### [Work instruction]
Across the listing below, how many lines contain "white"? Answer with the number and nothing else.

### [Entries supplied]
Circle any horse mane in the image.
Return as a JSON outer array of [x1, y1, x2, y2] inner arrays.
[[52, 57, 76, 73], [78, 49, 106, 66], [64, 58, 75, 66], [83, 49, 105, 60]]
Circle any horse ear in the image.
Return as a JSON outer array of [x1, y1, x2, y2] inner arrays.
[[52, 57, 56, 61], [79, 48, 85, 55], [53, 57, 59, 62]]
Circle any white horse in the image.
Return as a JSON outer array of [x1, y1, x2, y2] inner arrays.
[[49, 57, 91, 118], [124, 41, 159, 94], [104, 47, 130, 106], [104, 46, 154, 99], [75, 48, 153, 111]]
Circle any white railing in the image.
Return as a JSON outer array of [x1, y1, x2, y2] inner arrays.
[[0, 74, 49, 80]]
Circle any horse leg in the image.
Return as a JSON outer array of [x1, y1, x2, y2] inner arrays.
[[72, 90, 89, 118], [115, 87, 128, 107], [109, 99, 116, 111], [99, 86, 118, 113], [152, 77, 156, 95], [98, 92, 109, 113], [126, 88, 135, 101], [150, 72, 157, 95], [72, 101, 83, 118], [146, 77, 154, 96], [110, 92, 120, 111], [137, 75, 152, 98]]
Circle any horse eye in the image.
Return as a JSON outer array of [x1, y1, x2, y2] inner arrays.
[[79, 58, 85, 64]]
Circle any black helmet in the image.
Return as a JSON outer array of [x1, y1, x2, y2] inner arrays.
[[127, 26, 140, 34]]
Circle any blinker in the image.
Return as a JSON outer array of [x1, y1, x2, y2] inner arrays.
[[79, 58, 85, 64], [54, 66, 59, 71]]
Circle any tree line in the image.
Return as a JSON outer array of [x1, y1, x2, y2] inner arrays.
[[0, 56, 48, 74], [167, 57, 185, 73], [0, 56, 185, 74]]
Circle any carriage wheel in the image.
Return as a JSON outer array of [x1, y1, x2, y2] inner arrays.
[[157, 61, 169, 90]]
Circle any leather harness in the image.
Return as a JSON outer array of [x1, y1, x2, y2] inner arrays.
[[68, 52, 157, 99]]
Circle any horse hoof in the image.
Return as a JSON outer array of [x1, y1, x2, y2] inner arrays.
---
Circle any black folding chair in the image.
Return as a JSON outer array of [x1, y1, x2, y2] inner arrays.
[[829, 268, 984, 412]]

### [Solution to the problem]
2